Selected extract:
Is There Life After Love?
You don't have to live too long on the planet before you lose something or someone you love, whether through death or separation of another kind. If you've done it right, part of you will feel like at least some part of you has died. The great debate is whether it is better to have loved and lost than never to have loved at all. The common answer is that love is worth it even if it might be lost — all love will eventually be lost since nothing, and no one lives forever anyway — because to protect yourself from love is to never truly live.
And yet, losing love can be so painful that it can also keep someone from truly living after the loss. I've seen this more true when love is lost due to divorce/breakup than death, and I'm not entirely sure why. It might be that losing someone because they've died enables the belief that you would still have had their love were they still alive, but losing love because a spouse leaves or a partner ends the relationship shatters any delusion that the person you loved still loved you. And that can understandably make it feel like life is over. And in many ways, it is.
Of course, physical life goes on. But when you can no longer share the love with your beloved, there is an aspect of life that doesn't go on for whatever reason. We do ourselves a disservice by not acknowledging this; by leaping right to "it's better to have loved and lost than never to have loved at all" proclamations, we cut off grief. Failure to grieve can infect other parts of lives, taking more with it than just what was lost when love ended and making it harder for life to meaningfully continue after love.

Work item: Write the next part of the essay on losing love, picking up after its final sentence. The listing that follows the essay on losing love was drawn from a separate source.

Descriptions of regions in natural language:
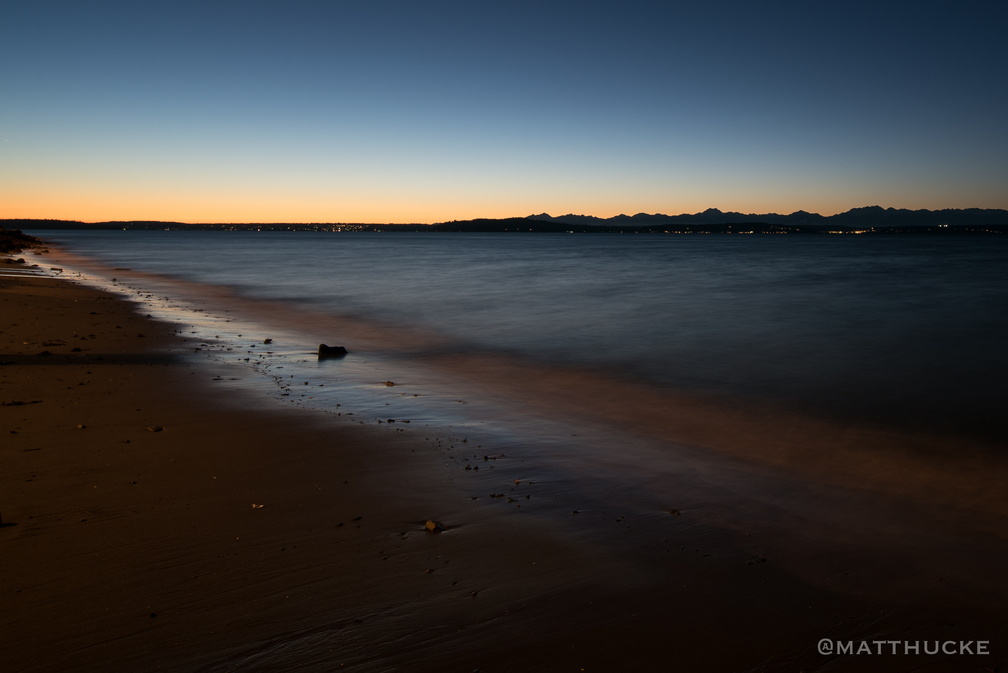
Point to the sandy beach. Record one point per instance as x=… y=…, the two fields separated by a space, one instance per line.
x=158 y=518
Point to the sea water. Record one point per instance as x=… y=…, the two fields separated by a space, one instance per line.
x=891 y=329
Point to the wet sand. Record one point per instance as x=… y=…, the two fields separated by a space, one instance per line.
x=156 y=517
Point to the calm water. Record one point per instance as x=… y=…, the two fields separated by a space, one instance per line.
x=907 y=330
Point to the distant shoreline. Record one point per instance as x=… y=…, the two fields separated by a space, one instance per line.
x=873 y=220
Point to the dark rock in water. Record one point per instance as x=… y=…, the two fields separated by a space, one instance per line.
x=332 y=351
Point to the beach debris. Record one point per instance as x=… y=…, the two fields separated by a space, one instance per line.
x=332 y=351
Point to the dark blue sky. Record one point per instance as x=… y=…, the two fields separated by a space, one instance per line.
x=421 y=112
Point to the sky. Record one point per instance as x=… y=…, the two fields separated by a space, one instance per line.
x=422 y=112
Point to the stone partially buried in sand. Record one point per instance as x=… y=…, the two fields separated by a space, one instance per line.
x=332 y=351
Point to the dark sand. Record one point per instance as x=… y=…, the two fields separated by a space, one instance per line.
x=133 y=540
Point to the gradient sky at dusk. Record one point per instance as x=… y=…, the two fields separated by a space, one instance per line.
x=310 y=111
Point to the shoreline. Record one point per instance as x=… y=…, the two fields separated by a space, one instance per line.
x=123 y=556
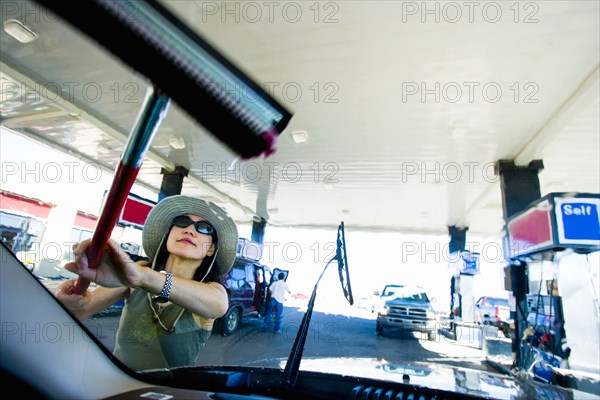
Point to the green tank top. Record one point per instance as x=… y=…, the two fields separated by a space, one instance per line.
x=143 y=344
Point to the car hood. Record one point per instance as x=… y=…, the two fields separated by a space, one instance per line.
x=405 y=302
x=453 y=379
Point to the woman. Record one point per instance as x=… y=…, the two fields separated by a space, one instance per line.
x=172 y=302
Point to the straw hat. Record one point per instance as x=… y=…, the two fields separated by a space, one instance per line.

Answer to this exercise:
We Make Our Choice
Because life sometimes does end when love ends, grief is a necessary part of moving on and being able to love again. We may lose a partner and decide we want to remain single for the rest of our lives, which is a valid choice. But if we don't properly acknowledge and grieve the loss of romantic love, we will also dampen our availability for other forms of love —you don't get to pick and choose which emotions you'll turn down and which you'll amplify. This means you have to choose between risking going through what could be a kind of death, likely more than once, or not loving anything and thus not feeling many other feelings. While some might say the obvious choice is to take the risk, I genuinely think it's up to each person to make that choice for themselves. Only you know what you can handle, and it's up to you to decide what your life will be about. Either way, if we want life after love, we must also acknowledge the grieving process.